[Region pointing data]

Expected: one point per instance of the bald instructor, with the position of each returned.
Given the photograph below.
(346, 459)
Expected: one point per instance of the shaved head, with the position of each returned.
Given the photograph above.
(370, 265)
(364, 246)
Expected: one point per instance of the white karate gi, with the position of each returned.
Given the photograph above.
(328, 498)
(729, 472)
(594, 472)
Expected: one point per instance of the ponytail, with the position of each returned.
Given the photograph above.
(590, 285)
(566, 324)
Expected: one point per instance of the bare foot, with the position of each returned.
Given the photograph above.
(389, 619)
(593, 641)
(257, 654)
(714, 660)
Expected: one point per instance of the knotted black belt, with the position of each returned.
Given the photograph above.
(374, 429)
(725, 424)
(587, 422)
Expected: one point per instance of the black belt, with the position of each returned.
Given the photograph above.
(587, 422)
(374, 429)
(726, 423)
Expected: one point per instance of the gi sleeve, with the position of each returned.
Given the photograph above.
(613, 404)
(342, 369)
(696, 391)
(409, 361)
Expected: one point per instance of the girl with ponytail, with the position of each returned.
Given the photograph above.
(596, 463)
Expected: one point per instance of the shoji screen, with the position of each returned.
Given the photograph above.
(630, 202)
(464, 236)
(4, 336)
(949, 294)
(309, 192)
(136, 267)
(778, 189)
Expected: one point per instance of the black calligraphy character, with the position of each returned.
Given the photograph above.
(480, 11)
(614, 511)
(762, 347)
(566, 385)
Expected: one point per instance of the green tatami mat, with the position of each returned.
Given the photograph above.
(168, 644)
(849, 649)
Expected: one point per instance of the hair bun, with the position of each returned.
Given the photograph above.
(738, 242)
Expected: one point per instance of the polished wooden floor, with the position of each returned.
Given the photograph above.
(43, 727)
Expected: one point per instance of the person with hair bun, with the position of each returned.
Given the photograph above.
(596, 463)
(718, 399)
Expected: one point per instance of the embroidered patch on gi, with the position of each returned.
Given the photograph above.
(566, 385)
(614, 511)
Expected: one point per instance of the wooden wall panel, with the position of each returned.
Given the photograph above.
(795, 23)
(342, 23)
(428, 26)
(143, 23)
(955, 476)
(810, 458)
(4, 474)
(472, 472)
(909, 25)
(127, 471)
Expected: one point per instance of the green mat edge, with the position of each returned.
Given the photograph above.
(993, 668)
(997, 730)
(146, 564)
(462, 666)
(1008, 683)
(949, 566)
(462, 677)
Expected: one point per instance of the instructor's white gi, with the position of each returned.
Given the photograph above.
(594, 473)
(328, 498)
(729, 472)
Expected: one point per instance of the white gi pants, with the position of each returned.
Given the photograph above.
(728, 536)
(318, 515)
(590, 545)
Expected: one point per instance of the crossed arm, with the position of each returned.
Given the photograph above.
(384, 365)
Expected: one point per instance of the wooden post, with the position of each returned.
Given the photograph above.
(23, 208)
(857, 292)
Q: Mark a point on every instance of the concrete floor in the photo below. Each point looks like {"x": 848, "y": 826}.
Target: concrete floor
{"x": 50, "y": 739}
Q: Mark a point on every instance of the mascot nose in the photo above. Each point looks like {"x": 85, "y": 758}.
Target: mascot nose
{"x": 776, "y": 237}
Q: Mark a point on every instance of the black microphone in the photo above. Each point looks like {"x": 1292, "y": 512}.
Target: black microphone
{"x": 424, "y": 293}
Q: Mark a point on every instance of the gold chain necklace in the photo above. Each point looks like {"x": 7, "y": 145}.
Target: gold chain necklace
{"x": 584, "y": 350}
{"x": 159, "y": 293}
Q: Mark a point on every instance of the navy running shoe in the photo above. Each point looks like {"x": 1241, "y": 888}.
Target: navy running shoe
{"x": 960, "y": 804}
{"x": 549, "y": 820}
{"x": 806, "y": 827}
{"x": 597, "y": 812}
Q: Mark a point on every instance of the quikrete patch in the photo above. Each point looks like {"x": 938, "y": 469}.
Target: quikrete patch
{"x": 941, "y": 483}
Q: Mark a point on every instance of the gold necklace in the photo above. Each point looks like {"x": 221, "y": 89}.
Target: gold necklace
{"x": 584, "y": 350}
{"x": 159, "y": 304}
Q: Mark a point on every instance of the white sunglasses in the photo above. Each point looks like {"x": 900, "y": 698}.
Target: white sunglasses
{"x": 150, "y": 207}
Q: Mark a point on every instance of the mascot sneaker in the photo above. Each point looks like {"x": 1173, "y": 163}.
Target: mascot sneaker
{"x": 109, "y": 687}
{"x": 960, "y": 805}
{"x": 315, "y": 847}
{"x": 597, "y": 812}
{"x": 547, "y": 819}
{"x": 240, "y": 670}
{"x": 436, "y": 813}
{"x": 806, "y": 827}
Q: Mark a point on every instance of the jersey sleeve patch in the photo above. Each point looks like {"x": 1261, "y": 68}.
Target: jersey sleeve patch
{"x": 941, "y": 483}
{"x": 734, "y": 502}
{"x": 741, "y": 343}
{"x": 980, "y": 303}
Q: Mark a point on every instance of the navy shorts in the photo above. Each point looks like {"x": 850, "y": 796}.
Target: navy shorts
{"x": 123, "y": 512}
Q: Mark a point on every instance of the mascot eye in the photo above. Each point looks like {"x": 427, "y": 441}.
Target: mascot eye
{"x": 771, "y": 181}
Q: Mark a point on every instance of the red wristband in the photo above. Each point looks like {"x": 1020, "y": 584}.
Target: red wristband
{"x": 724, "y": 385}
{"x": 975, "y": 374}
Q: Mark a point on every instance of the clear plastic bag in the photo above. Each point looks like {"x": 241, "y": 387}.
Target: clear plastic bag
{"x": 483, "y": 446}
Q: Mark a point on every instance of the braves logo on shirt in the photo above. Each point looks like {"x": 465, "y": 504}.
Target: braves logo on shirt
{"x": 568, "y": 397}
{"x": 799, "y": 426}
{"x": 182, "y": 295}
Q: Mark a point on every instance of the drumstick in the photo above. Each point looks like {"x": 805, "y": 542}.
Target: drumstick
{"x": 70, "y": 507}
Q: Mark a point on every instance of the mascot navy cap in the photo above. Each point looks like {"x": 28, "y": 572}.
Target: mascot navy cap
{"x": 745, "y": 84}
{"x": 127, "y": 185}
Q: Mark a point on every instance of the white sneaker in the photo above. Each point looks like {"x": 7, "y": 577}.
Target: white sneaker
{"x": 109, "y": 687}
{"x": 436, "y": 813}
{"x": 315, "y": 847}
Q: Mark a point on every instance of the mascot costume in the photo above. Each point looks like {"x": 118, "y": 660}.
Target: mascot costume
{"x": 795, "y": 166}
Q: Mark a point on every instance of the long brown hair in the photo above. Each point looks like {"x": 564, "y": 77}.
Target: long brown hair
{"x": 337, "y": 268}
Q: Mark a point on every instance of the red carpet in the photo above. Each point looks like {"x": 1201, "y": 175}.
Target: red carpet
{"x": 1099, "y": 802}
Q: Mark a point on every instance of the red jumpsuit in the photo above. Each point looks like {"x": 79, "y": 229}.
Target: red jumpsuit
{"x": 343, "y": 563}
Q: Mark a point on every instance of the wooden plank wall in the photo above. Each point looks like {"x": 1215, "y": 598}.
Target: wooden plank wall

• **WHAT IS REQUIRED**
Wherever the word "green" turns up in the records, copy out the line it is on.

• **RESULT OF THE TASK**
Expected: one point per instance of the green tatami mat, with the position of each returned.
Expected: one point per instance of the green mat edge, with the position of each returned.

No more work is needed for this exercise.